▶ [PROBLEM]: Reproduce all of the material below word for word, keeping every line unchanged and in the same order.

▶ [RECORDS SUPPLIED]:

#####

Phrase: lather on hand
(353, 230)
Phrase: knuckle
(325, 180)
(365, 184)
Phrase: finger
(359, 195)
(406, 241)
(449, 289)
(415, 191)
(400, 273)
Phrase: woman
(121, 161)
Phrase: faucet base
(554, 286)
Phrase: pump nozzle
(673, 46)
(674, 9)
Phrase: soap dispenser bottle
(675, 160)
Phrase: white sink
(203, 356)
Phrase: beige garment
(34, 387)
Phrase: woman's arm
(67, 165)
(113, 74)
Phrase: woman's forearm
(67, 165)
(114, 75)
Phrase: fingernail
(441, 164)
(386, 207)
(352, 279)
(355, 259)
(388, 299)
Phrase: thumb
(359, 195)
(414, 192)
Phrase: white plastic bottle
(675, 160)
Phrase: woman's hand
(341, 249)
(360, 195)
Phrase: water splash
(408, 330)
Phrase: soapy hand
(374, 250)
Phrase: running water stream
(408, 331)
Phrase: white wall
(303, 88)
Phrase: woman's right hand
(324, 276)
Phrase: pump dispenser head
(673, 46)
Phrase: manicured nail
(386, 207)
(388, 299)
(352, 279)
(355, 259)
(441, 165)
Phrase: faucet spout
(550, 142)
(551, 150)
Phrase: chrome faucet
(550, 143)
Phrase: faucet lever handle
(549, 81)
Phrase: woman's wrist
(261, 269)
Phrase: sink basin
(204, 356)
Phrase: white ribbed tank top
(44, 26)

#####

▶ [ANSWER TO THIS PROBLEM]:
Phrase: lather on hand
(353, 230)
Phrase: knuckle
(325, 180)
(365, 184)
Phrase: finger
(359, 195)
(406, 241)
(449, 289)
(415, 191)
(400, 273)
Phrase: woman
(121, 161)
Phrase: faucet base
(554, 286)
Phrase: pump nozzle
(673, 46)
(674, 9)
Phrase: soap dispenser bottle
(675, 160)
Phrase: white sink
(203, 356)
Phrase: beige garment
(34, 387)
Phrase: woman's arm
(67, 165)
(113, 74)
Phrase: woman's forearm
(67, 165)
(114, 75)
Phrase: fingernail
(441, 164)
(386, 207)
(352, 279)
(355, 259)
(388, 299)
Phrase: thumb
(359, 195)
(414, 192)
Phrase: white plastic bottle
(675, 160)
Phrase: woman's hand
(341, 249)
(360, 195)
Phrase: water splash
(408, 330)
Phrase: soapy hand
(374, 250)
Phrase: running water stream
(408, 331)
Phrase: white wall
(303, 88)
Phrase: woman's right hand
(324, 276)
Phrase: pump dispenser head
(673, 46)
Phrase: manicured nail
(386, 207)
(388, 299)
(352, 279)
(355, 259)
(441, 165)
Phrase: faucet spout
(550, 142)
(551, 150)
Phrase: chrome faucet
(550, 143)
Phrase: faucet lever handle
(549, 81)
Phrase: woman's wrist
(261, 269)
Phrase: sink basin
(204, 356)
Phrase: white ribbed tank top
(44, 26)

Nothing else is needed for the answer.